:: Text excerpt

In tonight's episode, Jimmy (Clay) gives the duo three days to find a major new star for the label or lose their jobs. To beat the pink slip, they try to recruit Coolio (played by Coolio).

Far worse than the language is the sexism that this show portrays as cool to its intended audience of adolescent boys.

For example, at a staff meeting to discuss previous firings, Jimmy asks if anyone is "smart enough" to know why he's firing people. When no one volunteers, he turns to a woman sitting on the couch and says: "Sheila, you're our lawyer. Stanford Law, right?"

"Top of my class," she says proudly.

"So, where's the coffee, Sheila?" Jimmy says to a booming laugh track, as Sheila hurries off to fetch.

And when she returns and holds out the cup to him, what does Jimmy do to even bigger laugh-track laughs? He butts his cigarette in the cup and walks away, leaving her holding the mess -- all wide-eyed and smiling at the camera.

Those familiar with Clay will recognize this action as perfectly in character with the Clay who celebrates physical abuse of women in his nightclub act.

In scheduling "Hitz" at 9 Tuesday nights, after "Moesha," the one decent teen show on the network, UPN president Lucie Salhany is feeding its biggest audience of kids right into the jaws of such misogyny, using Coolio and other music stars as bait.

The Diceman lives on UPN, and television is the poorer for it.

As for "Good News," there is nothing new or very good about it.

::::
:: Extracted entries

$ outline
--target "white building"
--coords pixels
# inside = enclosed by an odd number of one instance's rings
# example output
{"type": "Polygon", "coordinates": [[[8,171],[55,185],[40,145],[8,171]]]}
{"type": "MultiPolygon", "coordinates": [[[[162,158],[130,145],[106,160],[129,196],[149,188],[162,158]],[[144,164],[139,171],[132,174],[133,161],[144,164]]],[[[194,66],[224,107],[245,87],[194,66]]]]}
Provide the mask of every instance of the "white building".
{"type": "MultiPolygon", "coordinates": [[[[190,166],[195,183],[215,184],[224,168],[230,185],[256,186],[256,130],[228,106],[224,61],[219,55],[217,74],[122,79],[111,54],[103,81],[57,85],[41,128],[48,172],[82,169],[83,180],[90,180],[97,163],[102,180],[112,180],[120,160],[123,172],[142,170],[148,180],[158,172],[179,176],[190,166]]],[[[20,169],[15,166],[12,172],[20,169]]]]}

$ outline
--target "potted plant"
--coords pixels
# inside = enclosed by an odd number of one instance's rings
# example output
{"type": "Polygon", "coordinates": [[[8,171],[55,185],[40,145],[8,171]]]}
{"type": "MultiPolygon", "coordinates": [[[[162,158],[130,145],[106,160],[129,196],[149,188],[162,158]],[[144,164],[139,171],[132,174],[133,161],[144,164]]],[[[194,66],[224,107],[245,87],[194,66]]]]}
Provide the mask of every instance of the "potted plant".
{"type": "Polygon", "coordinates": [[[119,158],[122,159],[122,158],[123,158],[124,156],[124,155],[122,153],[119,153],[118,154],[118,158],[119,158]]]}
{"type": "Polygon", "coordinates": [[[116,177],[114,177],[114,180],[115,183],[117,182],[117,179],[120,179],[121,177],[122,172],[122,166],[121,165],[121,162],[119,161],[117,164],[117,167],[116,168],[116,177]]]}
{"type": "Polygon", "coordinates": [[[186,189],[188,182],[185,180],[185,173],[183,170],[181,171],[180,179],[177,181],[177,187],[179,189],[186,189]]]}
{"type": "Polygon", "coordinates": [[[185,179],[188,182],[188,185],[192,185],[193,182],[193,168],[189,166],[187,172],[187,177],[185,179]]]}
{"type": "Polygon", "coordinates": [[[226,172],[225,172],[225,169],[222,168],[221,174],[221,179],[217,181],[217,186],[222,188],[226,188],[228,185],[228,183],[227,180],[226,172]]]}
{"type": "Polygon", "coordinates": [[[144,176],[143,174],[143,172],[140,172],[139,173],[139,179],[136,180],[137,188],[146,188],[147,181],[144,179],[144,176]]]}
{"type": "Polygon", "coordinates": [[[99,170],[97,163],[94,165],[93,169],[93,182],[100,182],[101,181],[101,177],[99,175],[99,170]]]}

::::

Request | Pick up the review of the UPN sitcoms "Hitz" and "Good News" right after its final sentence and continue it.

Expected answer |
The sitcom features David Ramsey as the Rev. David Randolph, a young pastor under all kinds of fire as he takes over a new congregation.

It also features: a young woman in a very tight skirt who bends over a lot and waggles her behind at the camera; a heavyset older woman who hits people with her handbag and calls it

"whompin' 'em"; a choir that breaks into song every few minutes; and a hip-hop, jive-talking janitor.

These are images from the 1970s era of "Sanford & Son" that television probably should have left behind 20 years ago -- if not sooner. But, in the hands of executive producer Ed. Weinberger, who did some splendid work in the 1970s on "The Mary Tyler Moore Show," they have found a prime-time home on UPN in 1997.

At the center of tonight's story is a gay man in the congregation who wants to bring his boyfriend to Sunday services. The young man enlists Randolph's help in convincing his mother to accept his gay lover.

The boy's mother has no problem with her son being gay. But, when she finds out his boyfriend is white, that's when she starts "whompin' " with the handbag.

Finally, from pie holes and handbag whompin', UPN takes us in "Head Over Heels" to a Miami dating service run by two brothers (Mitchell Whitfield and Peter Dobson). One brother is a "ladies' man"; the other is still hopelessly in love with his wife, who has run off with a pro football player. The latter brother is depicted as nerdy, which in sitcom-land spells loser.

As you might expect with a UPN sitcom about a dating service, "Head Over Heels" is just chock full of enlightened images of women.

There's the mother of the two brothers. She is defined primarily by her relationship with a silent, muscular, Hispanic, boy-toy trainer to whom she speaks suggestive, Spanish-sounding gibberish. The scene in which she jumps on her son's desk to re-create the ecstasy of having the trainer "work" her inner thighs might be a new low even for UPN.

Did I mention a character named Valentina tearing open her blouse to try to excite the nerdy brother?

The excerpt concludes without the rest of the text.